* Activity *
The whole listing below should be output again, word for word.

Start of Dataset content

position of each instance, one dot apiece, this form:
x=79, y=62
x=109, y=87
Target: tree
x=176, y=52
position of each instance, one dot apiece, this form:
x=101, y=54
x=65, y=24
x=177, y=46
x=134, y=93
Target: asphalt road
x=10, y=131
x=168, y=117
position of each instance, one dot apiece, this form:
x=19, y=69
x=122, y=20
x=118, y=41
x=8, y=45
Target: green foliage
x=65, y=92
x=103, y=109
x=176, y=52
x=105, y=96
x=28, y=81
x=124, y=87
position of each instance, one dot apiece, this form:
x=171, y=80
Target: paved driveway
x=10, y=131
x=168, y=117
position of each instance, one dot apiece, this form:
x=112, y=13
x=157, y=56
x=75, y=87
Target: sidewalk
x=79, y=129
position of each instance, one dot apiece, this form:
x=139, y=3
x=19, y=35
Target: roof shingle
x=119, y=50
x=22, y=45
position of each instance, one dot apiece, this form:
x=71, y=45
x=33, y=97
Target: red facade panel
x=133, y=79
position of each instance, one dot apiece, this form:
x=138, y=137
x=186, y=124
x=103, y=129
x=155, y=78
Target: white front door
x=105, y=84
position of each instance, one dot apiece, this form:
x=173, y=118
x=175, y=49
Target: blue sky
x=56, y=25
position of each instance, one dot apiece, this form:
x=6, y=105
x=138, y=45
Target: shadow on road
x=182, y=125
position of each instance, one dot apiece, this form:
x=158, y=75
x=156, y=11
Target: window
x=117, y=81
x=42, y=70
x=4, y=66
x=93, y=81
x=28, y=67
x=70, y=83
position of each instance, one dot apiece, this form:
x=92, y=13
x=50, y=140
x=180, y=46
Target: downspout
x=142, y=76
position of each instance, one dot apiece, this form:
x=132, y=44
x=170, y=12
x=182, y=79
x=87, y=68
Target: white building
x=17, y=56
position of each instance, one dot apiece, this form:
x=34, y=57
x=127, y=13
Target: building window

End of Dataset content

* Finished task *
position of each instance, one dot apiece, this form:
x=79, y=62
x=109, y=87
Target: tree
x=176, y=52
position of each instance, one dot apiece, this form:
x=101, y=54
x=65, y=24
x=177, y=46
x=134, y=93
Target: asphalt road
x=10, y=131
x=168, y=117
position of each instance, one dot apiece, this form:
x=19, y=69
x=122, y=20
x=118, y=41
x=8, y=45
Target: green foliage
x=65, y=92
x=103, y=109
x=176, y=52
x=105, y=96
x=28, y=81
x=124, y=87
position of each instance, one dot apiece, this form:
x=171, y=80
Target: paved driveway
x=10, y=131
x=168, y=117
position of each instance, one dot apiece, this form:
x=112, y=13
x=157, y=56
x=75, y=87
Target: sidewalk
x=79, y=129
position of each instance, one dot apiece, this form:
x=139, y=3
x=19, y=35
Target: roof shingle
x=119, y=50
x=22, y=45
position of each instance, one dot apiece, this form:
x=71, y=45
x=33, y=97
Target: red facade panel
x=133, y=79
position of each instance, one dot apiece, this form:
x=138, y=137
x=186, y=124
x=103, y=129
x=155, y=78
Target: white front door
x=105, y=84
position of each instance, one dot apiece, this form:
x=173, y=118
x=175, y=49
Target: blue sky
x=56, y=25
position of each instance, one dot apiece, this form:
x=6, y=105
x=138, y=45
Target: shadow on road
x=182, y=125
position of each instance, one dot apiece, this form:
x=158, y=75
x=156, y=11
Target: window
x=117, y=81
x=42, y=70
x=4, y=66
x=93, y=81
x=28, y=67
x=70, y=83
position of each instance, one dot apiece, this form:
x=92, y=13
x=50, y=140
x=180, y=46
Target: downspout
x=142, y=76
position of each instance, one dot apiece, this form:
x=132, y=44
x=170, y=12
x=182, y=79
x=87, y=68
Target: white building
x=17, y=56
position of each instance, one dot apiece, this form:
x=34, y=57
x=127, y=13
Target: building window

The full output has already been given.